Exercise inputs →
◆ ◆ ◆

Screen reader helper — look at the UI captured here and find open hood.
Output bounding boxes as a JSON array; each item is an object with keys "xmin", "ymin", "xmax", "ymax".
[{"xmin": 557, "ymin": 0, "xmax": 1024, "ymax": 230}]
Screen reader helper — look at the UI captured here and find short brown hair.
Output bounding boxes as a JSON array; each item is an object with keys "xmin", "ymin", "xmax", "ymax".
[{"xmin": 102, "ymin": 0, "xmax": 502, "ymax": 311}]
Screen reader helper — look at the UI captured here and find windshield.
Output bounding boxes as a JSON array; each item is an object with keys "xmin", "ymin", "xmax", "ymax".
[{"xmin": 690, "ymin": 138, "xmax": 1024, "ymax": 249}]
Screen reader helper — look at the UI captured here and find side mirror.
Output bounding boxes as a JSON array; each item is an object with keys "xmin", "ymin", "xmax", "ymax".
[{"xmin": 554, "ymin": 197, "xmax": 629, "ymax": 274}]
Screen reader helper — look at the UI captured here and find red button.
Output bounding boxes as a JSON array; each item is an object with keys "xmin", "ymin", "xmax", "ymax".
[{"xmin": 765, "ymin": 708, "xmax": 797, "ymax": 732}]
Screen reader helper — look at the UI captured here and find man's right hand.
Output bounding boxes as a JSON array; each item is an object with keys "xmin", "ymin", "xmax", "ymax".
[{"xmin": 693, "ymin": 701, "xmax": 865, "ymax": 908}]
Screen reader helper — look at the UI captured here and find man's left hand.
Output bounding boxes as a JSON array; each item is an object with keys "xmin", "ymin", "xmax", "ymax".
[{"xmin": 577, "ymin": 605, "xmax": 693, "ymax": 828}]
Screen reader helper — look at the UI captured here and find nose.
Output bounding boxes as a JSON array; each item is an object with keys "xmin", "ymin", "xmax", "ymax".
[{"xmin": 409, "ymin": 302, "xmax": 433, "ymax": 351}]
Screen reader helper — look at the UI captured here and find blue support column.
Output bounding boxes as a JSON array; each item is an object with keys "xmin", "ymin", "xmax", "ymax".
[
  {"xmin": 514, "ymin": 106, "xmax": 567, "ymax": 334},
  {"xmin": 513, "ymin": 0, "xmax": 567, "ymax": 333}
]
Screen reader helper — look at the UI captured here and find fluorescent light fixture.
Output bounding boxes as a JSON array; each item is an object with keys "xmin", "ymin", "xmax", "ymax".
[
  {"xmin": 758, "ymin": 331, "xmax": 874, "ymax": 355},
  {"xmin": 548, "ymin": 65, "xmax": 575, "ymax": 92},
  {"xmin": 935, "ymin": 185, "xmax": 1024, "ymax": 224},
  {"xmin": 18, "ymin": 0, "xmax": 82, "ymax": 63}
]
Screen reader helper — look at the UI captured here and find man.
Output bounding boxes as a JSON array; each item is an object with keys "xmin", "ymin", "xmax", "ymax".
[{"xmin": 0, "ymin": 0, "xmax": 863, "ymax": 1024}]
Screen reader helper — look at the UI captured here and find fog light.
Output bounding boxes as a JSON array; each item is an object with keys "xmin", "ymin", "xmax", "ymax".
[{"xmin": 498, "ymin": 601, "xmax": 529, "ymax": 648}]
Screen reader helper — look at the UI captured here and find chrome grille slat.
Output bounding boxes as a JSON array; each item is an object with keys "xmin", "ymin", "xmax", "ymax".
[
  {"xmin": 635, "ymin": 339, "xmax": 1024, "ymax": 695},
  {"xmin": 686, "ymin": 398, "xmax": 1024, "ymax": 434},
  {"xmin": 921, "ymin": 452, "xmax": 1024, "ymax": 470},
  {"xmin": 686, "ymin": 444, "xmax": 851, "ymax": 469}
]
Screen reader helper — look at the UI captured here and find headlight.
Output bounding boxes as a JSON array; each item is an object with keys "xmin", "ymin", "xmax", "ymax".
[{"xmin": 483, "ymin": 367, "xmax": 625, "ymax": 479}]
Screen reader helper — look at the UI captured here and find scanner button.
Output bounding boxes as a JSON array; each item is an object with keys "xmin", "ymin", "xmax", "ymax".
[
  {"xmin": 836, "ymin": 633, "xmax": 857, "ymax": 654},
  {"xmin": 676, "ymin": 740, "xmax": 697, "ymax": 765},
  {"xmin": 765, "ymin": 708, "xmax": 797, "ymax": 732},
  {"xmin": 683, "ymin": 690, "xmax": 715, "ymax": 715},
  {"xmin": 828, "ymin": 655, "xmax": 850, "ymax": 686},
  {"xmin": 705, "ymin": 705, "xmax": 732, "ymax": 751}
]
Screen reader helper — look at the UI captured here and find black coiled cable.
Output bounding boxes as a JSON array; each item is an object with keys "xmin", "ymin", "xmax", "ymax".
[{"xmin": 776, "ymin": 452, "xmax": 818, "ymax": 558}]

◆ ◆ ◆

Exercise aim →
Find every line in the records that contains the word "hand" and copy each one out in full.

Answer to the problem →
Screen reader helper — look at the UI captured here and find man's right hand.
Screen reader helper — look at the UI captured here and find man's left hand.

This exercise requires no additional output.